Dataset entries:
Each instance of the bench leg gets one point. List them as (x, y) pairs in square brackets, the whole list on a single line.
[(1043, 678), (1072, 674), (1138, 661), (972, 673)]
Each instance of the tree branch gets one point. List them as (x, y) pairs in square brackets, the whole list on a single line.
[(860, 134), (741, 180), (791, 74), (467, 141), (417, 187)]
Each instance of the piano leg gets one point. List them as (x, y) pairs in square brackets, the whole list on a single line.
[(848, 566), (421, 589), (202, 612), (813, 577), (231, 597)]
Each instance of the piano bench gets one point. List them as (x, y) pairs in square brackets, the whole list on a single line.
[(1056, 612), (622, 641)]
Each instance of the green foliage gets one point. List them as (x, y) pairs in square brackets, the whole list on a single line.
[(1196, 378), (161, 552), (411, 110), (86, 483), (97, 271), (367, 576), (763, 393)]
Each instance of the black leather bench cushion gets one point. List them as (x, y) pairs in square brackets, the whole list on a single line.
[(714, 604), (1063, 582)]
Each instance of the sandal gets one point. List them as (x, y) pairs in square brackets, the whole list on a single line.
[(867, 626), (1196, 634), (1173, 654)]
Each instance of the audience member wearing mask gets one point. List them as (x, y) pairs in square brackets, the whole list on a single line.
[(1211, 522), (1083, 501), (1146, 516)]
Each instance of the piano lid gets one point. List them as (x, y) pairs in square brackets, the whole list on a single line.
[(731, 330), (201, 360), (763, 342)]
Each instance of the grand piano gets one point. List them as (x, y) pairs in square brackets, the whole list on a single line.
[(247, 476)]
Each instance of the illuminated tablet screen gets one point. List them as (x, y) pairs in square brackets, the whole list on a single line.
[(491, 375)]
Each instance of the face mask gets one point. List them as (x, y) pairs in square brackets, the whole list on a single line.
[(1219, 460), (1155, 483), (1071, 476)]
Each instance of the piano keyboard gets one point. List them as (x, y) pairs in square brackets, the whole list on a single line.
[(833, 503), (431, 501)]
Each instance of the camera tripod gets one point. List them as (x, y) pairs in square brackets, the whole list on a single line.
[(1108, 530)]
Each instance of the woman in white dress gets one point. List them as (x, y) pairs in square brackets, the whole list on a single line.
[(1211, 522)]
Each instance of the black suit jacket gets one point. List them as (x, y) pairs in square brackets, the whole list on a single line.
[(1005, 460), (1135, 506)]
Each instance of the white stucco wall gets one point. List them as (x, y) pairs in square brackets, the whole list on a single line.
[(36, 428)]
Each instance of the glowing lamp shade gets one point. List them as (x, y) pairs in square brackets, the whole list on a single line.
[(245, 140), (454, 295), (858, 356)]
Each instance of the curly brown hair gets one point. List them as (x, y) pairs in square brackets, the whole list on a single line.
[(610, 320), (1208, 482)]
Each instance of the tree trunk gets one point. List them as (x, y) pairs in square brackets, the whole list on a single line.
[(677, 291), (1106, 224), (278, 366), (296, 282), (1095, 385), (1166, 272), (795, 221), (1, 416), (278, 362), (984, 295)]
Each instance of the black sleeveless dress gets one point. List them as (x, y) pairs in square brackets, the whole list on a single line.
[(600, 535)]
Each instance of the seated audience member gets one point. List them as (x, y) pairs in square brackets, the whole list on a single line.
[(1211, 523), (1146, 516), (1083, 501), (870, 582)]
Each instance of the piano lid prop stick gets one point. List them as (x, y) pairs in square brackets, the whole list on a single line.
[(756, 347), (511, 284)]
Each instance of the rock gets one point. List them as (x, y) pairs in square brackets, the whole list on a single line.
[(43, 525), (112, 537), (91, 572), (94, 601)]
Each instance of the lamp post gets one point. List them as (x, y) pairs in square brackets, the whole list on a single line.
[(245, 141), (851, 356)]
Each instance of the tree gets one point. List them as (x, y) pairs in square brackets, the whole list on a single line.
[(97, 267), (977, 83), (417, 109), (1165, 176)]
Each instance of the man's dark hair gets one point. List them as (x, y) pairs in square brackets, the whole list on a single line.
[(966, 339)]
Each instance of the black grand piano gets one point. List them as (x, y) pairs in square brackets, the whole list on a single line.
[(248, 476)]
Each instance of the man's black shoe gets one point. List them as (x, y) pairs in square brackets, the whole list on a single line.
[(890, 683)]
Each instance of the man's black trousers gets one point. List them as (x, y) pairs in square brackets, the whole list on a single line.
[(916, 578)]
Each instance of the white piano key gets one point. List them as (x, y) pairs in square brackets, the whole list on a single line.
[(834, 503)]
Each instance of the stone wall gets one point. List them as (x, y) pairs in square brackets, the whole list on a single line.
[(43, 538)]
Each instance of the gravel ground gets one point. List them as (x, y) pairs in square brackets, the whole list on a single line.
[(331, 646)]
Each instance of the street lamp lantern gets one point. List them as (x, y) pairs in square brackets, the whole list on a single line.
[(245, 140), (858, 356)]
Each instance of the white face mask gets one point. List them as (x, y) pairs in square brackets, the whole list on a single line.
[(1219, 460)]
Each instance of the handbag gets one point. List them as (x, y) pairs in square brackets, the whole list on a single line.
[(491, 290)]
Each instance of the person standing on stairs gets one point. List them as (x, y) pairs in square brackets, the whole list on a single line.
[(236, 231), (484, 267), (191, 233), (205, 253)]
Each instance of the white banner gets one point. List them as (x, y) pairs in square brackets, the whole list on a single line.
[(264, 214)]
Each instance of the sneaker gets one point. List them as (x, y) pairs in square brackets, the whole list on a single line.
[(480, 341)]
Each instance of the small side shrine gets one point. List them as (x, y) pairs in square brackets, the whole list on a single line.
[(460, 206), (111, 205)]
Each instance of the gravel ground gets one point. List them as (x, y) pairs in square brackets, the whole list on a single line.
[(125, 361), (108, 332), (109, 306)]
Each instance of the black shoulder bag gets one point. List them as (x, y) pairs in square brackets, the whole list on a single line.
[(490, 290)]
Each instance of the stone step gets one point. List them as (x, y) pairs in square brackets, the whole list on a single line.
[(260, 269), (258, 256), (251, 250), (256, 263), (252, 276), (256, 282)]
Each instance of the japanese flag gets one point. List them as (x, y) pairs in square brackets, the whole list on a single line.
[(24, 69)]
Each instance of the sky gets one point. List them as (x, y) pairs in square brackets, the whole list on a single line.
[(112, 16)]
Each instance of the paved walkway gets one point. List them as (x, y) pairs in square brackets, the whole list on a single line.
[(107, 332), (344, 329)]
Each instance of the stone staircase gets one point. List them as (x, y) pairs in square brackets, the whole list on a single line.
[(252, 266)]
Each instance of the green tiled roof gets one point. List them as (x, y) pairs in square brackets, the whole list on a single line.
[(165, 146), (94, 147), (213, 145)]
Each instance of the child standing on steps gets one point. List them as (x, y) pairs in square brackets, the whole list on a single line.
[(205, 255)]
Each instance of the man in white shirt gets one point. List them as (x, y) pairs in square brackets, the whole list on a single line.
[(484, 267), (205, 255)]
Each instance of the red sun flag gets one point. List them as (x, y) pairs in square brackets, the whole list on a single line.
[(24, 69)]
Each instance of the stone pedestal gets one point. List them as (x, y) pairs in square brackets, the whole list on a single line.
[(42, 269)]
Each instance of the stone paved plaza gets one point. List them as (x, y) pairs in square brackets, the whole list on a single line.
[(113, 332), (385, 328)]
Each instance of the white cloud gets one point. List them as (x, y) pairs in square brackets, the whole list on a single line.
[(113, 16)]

HOW TO COMPLETE THIS TASK ::
Retype the records above exactly.

TASK RESULT ::
Each instance of the bench leg gets one point. List them as (x, y) pairs in square brackets, the whole list on a single line.
[(1043, 678), (1072, 674), (1138, 661), (972, 673)]
Each instance of the tree branch gets one point. List them as (x, y) pairs in square brackets, the whole list on a single line.
[(860, 134), (741, 180), (791, 74), (467, 141), (417, 187)]
Each instance of the piano leg gets one point. List them as (x, y) pairs in square brackets, the whole list on a single line.
[(848, 566), (421, 589), (202, 612), (813, 577), (231, 597)]
Each instance of the piano bench gets one point. List them as (x, y) pairs in square brackets, the whole list on a single line.
[(1056, 612), (622, 641)]
Each instance of the green foliage gets one point. List them as (x, y) pairs in square brackets, the whole list on a single line.
[(1196, 378), (161, 552), (411, 110), (86, 483), (97, 271), (367, 576), (763, 393)]
Each instance of the black leather bench cushion gets one point. List them as (x, y) pairs in square brackets, the whole list on a single line.
[(714, 604), (1063, 582)]
Each instance of the sandal gets one point. List them as (x, y) pairs in square brackets, the whole list on a single line.
[(867, 626), (1196, 634), (1173, 654)]
Each instance of the audience member wearing mask gets one point. List them as (x, y) pairs in square brackets, the whole list on a single line.
[(1211, 522), (1083, 501), (1146, 516)]
Each instance of the piano lid gets one point. List them as (x, y) pairs in square brackets, the whole list on a single line.
[(731, 330), (201, 360), (763, 342)]
Each instance of the grand piano gets one point. List them as (x, y) pairs in square brackets, the whole list on a single line.
[(247, 476)]
Each instance of the illuminated tablet screen gets one point. List them as (x, y) pairs in square brackets, the whole list on a single line.
[(491, 375)]
Each instance of the face mask gets one point. List them as (x, y) pairs in square brackets, the whole list on a single line.
[(1219, 460), (1155, 483), (1071, 476)]
Each instance of the piano keyboard gets one point. List them as (x, y) pairs in square brackets, the whole list on a single line.
[(833, 503), (431, 501)]
Each instance of the camera tripod gets one point. List them as (x, y) pairs in square brackets, the whole list on a single line.
[(1108, 530)]
Each instance of the woman in white dress gets one point. List them as (x, y) pairs in square brackets, the whole list on a single line.
[(1211, 522)]
Each instance of the black suit jacket gets one point. List them as (x, y) pairs in square brackets, the whole list on a single line.
[(1005, 460), (1135, 506)]
Each instance of the white stucco wall gets one point. List them as (x, y) pairs in square brackets, the whole list on a single line.
[(36, 428)]
Each instance of the glowing lamp shade gets one point. List them as (x, y) pairs in square brackets, the whole list on a single line.
[(245, 140), (454, 295), (858, 356)]
Each instance of the curly brown hair gets one point. List them as (x, y) pairs in square brackets, the whole list on a single line.
[(610, 320), (1208, 482)]
Each instance of the tree trunk gets one point. List them as (x, y) pairs in square brackets, the whole list on a single line.
[(677, 291), (1106, 224), (278, 366), (296, 282), (1095, 385), (1166, 272), (795, 221), (1, 416), (278, 362), (984, 295)]
Each instance of the black sleeveless dress gets one point. List them as (x, y) pairs in square brackets, the whole list on a single line.
[(600, 535)]
Each instance of the seated audience member gets one point. List them as (x, y) pairs in square brackets, the whole list on a single line.
[(1211, 523), (1146, 516), (1083, 501), (870, 582)]
Each instance of the piano lid prop stick gets one point. List them as (x, y) pairs in square brackets, the whole list on a single line.
[(756, 347), (511, 284)]
Each instance of the rock gets one point. List them as (x, y) pairs in square brackets, the whole list on a single line.
[(43, 525), (112, 537), (91, 572), (94, 601)]
Each instance of the lamp post gets one point. List them as (x, y) pairs in square brackets, the whole list on a single line.
[(245, 141), (851, 356)]
Each instance of the tree gets one point. List them as (x, y) pairs in square brackets, the whole list on a single line.
[(97, 267), (977, 83), (417, 109), (1165, 176)]
Each instance of the man's dark hair gets one point. List them as (x, y) pairs in square brackets, the whole list on a single line.
[(966, 339)]
Each instance of the black grand piano gets one point. List them as (x, y) pairs in square brackets, the whole list on a single line.
[(248, 476)]
Each instance of the man's black shoe gets one point. List them as (x, y) pairs in square brackets, the whole list on a single line.
[(890, 683)]
Each instance of the man's black trousers gets one point. List them as (x, y) pairs in square brackets, the whole list on a single line.
[(916, 578)]
Each instance of the white piano key gets one point. List them as (x, y) pairs in square brackets, the whole list on a single line.
[(834, 503)]
Each instance of the stone wall gets one point. List them as (x, y) pairs in square brackets, the whole list on a single line.
[(43, 538)]
Each instance of the gravel ground gets one point. List them as (x, y) pairs in square brackets, the whole list on a single line.
[(331, 646)]
Each instance of the street lamp lantern gets one point. List them as (x, y) pairs in square brackets, the whole list on a single line.
[(245, 140), (858, 356)]
Each instance of the white face mask gets one point. List them as (x, y) pairs in square brackets, the whole list on a single line.
[(1219, 460)]
Each instance of the handbag gets one point. List them as (x, y) pairs in square brackets, the whole list on a single line.
[(491, 290)]
Each instance of the person standing on stairs gets one point. List them as (x, y) pairs in square brackets, the whole list on a single line.
[(236, 231), (484, 267), (191, 233), (205, 253)]
Each instance of the white banner gets one point. List them as (x, y) pairs in square brackets, the whole list on a single line.
[(264, 214)]
Each instance of the sneaker gets one point. List them as (x, y) pairs in square brackets, the whole list on a single line.
[(480, 341)]
Each instance of the small side shrine gets one point. List them as (x, y) pairs in square brackets, the whole list on a single line.
[(460, 206), (111, 205)]
Each instance of the gravel ground gets one point. List them as (x, y) pairs in square brackets, the whole list on a single line.
[(125, 361), (108, 332), (109, 306)]
Each instance of the black shoulder bag gets one point. List them as (x, y) pairs in square brackets, the whole list on a single line.
[(490, 290)]
Each instance of the stone step gets one point. List them as (x, y) pairs in square brackets, the whole list on a single line.
[(260, 269), (258, 256), (251, 250), (256, 263), (252, 276), (256, 282)]
Each instance of the japanese flag gets one point. List them as (x, y) pairs in square brackets, the whole list on a single line.
[(24, 69)]
Each instance of the sky gets one point. List them as (x, y) pairs in square brackets, the whole list on a single line.
[(112, 16)]
Each instance of the paved walkway gets one point. List them as (x, y) pairs in square brackets, the whole list on a single line.
[(107, 332), (344, 329)]
Each instance of the stone staircase gets one point. List them as (x, y) pairs in square brackets, the whole list on a single line.
[(252, 266)]
Each instance of the green tiled roof gets one point. List them as (x, y) pairs in square brackets, the whole list on a single line.
[(165, 146), (94, 147), (213, 145)]
Each instance of the child standing on steps gets one point. List them as (x, y) pairs in square brackets, the whole list on a single line.
[(205, 255)]
Each instance of the man in white shirt gets one point. List them as (x, y) pairs in square brackets, the whole list on a single line.
[(484, 267), (205, 255)]
Each instance of the red sun flag gets one point. List them as (x, y) pairs in square brackets, the whole list on a single line.
[(24, 69)]
Each instance of the stone pedestal gets one point. List them as (x, y) pairs in square brackets, the whole list on a single line.
[(42, 269)]
Each instance of the stone paved plaza gets one point. List them as (x, y) pairs in square brackets, the whole list on a single line.
[(113, 332), (385, 328)]
Each instance of the white cloud gets one point. List them as (x, y) pairs in square brackets, the whole list on a single line.
[(113, 16)]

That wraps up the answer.